* WHAT YOU SHOULD DO *
Report how many lines of the data that follows contain the word "below". Reply with the number only.

* GIVEN RECORDS *
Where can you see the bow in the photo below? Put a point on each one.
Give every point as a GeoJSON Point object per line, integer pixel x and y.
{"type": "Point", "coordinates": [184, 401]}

* * *

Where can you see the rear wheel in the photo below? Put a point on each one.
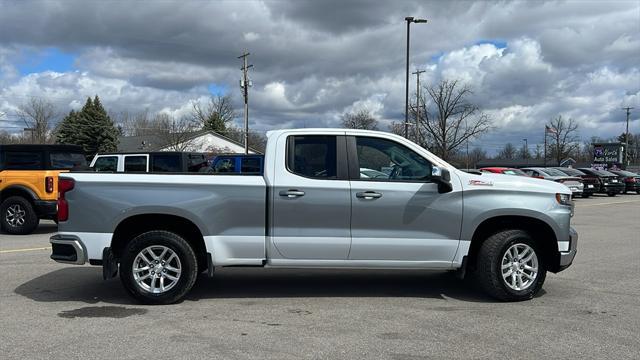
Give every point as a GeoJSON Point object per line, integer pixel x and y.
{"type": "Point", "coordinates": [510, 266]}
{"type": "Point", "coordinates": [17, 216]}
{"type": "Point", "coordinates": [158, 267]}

* THE RESULT *
2